[REQUIREMENT]:
Count the lines in the material below that contain the word "painted", and give only that number.

---- RECORDS SHOWN

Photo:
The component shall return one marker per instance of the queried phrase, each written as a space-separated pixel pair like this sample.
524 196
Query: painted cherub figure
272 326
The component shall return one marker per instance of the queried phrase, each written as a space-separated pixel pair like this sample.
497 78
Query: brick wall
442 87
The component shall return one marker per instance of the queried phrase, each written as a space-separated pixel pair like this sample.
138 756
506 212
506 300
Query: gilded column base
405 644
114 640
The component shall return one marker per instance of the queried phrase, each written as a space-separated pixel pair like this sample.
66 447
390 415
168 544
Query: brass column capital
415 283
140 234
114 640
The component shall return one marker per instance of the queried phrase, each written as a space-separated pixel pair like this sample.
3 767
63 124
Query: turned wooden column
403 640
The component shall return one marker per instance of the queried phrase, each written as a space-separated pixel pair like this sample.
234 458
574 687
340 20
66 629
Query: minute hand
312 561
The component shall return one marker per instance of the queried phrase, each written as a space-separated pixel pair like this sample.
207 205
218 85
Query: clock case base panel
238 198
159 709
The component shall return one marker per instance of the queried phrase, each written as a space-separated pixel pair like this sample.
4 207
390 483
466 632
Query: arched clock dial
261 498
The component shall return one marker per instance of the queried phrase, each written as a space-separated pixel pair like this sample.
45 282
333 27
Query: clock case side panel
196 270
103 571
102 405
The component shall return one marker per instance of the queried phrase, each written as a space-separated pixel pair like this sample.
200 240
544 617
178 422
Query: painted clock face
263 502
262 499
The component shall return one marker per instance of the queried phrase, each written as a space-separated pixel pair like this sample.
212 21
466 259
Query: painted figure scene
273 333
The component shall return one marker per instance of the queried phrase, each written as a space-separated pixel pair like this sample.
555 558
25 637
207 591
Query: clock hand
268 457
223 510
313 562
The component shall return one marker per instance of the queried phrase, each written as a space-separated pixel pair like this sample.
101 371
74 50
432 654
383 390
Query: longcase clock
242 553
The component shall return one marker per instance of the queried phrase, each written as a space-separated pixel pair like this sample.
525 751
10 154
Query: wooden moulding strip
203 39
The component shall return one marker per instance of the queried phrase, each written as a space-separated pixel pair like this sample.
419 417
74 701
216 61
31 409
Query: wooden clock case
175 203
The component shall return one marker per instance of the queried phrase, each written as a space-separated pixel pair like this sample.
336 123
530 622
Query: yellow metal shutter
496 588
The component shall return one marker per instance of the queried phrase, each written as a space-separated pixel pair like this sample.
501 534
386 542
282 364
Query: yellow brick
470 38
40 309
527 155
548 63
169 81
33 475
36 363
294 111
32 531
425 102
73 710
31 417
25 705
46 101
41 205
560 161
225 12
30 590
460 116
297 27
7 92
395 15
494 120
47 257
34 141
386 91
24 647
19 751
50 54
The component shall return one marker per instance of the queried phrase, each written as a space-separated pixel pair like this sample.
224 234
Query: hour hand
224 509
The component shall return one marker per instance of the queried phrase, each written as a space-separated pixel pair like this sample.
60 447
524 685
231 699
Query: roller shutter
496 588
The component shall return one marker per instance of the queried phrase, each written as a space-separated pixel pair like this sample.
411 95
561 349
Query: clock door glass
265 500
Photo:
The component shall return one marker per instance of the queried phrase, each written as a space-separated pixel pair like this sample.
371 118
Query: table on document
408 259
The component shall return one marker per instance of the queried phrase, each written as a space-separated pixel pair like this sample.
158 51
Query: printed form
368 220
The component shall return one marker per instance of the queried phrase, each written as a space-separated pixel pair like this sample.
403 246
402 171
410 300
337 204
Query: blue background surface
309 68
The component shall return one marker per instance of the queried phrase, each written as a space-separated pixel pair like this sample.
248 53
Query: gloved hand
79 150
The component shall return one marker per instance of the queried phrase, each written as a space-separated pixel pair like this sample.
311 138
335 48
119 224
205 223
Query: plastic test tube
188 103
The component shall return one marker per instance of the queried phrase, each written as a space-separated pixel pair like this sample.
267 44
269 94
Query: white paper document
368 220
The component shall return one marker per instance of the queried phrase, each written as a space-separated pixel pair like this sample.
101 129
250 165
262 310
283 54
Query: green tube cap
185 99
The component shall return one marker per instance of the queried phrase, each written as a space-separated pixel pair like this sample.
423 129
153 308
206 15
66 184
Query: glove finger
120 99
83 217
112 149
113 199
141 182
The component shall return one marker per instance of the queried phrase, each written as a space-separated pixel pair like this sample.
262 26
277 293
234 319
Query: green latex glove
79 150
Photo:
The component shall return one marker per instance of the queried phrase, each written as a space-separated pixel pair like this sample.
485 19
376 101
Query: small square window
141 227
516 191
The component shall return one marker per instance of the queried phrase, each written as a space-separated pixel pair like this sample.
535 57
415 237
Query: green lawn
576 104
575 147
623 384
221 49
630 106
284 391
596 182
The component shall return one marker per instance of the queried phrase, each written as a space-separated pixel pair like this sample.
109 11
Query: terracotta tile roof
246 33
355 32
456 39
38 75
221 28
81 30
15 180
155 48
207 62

--------

[CORRECT RESPONSE]:
3